### Instructions to follow
Please rewrite everything from the line containing "Reviewer note: confirm that every instance of the paper" down to the end of the items, changing "eyeglasses" to "reading glasses" and leaving all else as it is.

### Items
=-=-=-=-=
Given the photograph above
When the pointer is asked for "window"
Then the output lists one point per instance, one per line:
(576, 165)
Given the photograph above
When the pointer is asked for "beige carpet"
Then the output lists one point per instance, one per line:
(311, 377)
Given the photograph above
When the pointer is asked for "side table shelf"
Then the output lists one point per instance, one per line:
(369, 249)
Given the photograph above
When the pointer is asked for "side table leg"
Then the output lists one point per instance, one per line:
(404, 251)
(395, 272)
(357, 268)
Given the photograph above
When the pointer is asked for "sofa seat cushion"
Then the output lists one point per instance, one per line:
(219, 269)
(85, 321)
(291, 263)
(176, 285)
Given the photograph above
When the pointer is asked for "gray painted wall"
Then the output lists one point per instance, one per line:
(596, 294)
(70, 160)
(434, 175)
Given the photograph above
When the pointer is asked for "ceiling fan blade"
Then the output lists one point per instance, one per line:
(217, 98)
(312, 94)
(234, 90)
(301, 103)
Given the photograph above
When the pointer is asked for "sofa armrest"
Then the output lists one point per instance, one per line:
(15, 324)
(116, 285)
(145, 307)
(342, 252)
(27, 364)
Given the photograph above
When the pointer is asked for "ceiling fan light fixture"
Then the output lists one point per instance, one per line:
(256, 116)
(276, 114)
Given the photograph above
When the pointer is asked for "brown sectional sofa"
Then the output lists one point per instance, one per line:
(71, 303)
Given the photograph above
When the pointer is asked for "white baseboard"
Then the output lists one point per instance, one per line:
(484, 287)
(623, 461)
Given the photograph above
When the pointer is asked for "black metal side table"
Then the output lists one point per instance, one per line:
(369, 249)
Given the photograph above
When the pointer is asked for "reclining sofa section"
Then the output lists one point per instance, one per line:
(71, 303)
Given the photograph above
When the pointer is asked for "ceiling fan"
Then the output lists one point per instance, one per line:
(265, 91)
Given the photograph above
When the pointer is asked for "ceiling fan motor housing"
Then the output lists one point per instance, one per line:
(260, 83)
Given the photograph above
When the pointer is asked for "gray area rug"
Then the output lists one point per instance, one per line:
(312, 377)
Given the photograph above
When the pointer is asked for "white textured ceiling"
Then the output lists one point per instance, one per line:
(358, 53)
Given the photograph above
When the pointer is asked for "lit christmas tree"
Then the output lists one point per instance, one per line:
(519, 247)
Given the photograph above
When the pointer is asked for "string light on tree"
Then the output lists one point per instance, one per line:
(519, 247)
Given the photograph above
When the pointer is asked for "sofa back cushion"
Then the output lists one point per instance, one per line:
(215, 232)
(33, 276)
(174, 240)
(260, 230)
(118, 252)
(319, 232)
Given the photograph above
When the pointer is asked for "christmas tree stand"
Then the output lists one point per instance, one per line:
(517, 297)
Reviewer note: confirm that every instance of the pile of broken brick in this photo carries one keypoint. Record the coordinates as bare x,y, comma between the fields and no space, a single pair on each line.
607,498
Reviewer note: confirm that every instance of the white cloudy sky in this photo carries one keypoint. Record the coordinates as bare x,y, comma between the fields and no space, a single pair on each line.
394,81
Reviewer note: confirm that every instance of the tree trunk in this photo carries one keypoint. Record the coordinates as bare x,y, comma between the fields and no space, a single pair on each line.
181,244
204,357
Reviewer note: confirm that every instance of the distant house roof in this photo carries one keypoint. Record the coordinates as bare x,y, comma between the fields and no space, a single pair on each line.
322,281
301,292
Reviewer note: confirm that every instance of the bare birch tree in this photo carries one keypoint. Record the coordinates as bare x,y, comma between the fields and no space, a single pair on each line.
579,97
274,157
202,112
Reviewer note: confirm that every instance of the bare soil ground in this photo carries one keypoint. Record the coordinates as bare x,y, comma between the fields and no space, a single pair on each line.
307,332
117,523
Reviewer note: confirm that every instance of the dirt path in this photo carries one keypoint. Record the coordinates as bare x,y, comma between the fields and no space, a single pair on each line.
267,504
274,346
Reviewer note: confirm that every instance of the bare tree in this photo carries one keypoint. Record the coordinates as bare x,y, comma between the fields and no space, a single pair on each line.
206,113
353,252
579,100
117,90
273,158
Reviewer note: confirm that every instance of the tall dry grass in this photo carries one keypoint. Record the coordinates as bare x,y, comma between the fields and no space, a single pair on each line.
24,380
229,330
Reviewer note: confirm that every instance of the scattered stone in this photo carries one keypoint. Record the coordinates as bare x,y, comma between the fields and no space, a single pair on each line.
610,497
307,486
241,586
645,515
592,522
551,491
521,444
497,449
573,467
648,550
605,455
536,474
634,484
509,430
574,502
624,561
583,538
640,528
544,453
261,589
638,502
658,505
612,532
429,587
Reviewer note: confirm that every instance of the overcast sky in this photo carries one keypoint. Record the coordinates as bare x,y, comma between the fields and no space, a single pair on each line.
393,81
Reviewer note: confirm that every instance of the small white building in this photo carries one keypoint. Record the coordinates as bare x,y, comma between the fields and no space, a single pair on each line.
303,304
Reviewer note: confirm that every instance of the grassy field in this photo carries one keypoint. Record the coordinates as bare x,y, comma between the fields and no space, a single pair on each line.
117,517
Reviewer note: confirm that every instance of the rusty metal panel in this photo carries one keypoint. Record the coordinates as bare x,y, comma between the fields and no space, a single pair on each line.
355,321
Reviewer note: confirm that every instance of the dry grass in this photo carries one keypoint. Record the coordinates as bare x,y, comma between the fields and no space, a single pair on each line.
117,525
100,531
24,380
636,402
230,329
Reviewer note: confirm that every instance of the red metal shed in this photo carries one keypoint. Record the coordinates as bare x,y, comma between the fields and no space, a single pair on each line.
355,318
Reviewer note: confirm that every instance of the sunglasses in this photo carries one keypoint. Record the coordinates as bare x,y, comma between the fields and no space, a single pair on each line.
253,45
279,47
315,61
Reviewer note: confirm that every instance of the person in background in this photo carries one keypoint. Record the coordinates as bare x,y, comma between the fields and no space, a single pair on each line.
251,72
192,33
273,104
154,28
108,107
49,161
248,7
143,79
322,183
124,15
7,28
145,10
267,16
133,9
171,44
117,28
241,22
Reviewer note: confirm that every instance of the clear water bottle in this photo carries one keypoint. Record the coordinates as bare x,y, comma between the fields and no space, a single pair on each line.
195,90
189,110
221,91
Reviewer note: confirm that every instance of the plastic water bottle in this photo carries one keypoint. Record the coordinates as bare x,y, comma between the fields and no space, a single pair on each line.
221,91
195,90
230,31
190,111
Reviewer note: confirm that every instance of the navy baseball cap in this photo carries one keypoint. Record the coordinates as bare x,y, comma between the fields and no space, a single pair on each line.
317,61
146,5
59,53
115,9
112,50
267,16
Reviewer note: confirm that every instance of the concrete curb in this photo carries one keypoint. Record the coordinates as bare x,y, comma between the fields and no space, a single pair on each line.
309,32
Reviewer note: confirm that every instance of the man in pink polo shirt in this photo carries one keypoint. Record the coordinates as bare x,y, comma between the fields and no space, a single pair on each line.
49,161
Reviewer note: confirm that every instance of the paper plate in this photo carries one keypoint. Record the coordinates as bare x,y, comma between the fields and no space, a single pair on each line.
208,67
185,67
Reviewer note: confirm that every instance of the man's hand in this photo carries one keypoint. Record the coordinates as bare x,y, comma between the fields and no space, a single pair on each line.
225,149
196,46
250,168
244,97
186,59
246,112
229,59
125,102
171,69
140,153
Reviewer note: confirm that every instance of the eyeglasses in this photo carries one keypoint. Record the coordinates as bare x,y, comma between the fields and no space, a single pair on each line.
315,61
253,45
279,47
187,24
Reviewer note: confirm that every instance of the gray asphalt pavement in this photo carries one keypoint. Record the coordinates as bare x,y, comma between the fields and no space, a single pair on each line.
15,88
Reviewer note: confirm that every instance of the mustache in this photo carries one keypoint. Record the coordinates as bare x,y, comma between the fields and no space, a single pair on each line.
=-=-=-=-=
### Task solution
Reviewer note: confirm that every instance of the paper plate in this photo carries one keypoint. Record the coordinates as bare x,y, comma between the fields and no space, a single pair on each line.
208,67
185,67
Reviewer note: confirm that every instance of the man's hand in this photo carries one keypoint. Record the coordinates as bare x,y, comma between the fields and no space, a single pair on each line.
225,149
196,46
250,168
244,97
186,59
246,112
229,59
125,102
171,69
140,153
Reviewer note: confirm that every instance of the reading glasses in this photo carries one keypoint. Record the coordinates as bare x,y, comma between the fields and no space, a single pair on each line.
315,61
253,45
279,47
187,24
Reviewer note: confirm that every instance of the gray asphalt pavement in this photo carries one keypoint. Record the coordinates as bare x,y, comma between the fields and no space, a single pair on each line.
15,88
Reviewer note: confirm that every instance of the mustache in this photo carries one keypoint. Record the coordinates as bare x,y, comma between the fields and no space, a single pair on each line.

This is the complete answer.